> _Data records_:
[Start of section]

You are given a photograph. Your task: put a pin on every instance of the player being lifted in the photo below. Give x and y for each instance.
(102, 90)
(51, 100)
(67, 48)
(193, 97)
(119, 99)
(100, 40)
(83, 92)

[End of section]

> _TASK REQUIREMENTS_: Write the records above out again precisely.

> _ANSWER BOX_:
You are given a photograph. Your task: put a pin on every instance of the player being lifted in the photo below. Give x and y for each instance.
(102, 90)
(51, 100)
(67, 48)
(193, 97)
(119, 99)
(100, 40)
(83, 92)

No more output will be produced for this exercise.